===== EXERCISE MATERIALS
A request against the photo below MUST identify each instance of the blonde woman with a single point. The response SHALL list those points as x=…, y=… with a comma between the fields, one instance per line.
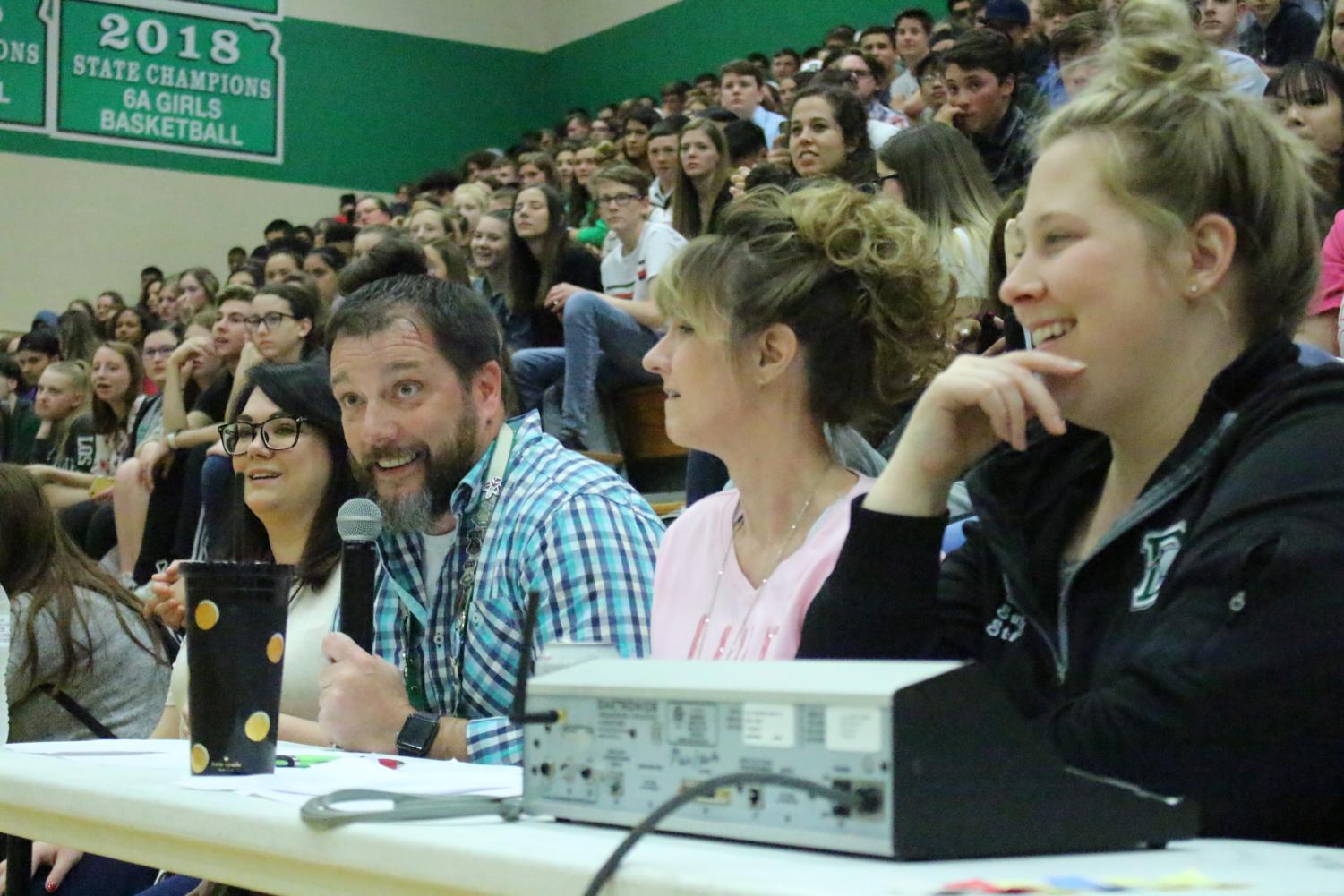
==========
===== EXERCISE MATERIALS
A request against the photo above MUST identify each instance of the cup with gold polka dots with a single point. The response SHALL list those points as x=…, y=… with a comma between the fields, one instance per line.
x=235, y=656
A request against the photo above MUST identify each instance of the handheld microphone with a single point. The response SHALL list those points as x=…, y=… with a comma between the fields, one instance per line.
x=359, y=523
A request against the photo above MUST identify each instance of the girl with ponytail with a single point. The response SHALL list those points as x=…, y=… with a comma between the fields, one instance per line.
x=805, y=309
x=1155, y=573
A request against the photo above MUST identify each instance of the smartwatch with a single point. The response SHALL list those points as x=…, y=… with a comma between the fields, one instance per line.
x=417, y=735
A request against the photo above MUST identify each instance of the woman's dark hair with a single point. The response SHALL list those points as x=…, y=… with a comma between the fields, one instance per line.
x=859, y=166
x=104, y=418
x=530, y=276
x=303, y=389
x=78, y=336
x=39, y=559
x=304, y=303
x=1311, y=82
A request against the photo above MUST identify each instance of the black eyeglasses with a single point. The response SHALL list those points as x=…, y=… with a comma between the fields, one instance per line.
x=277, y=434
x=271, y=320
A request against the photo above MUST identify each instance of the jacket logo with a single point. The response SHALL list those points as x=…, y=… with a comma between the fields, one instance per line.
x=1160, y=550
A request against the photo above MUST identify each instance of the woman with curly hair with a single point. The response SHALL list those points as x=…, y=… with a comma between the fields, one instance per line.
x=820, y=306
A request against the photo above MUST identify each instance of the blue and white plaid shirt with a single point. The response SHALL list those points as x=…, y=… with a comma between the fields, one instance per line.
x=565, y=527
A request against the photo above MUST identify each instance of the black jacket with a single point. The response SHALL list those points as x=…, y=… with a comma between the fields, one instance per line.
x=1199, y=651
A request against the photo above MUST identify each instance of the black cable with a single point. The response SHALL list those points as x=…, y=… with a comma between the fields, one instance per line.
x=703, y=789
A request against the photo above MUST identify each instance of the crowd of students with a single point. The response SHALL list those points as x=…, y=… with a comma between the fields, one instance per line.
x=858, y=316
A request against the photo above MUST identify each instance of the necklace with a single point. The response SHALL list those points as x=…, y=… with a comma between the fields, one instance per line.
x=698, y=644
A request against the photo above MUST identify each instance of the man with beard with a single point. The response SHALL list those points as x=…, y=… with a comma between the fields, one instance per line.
==========
## EXERCISE:
Please pull out every line of the material above that contains the word "hair" and copy each one in full.

## OUTPUT:
A request against the photo above MUST identify each instance of the woman's dark hair with a single point. The response SHALL list those points as x=…, y=… with a comma between the fields, one instance per line.
A request against the photo above MUST identify each instance of the woman with curly hair with a single point. The response SHALL list those points as x=…, y=… with a comma between the fields, one instance per line.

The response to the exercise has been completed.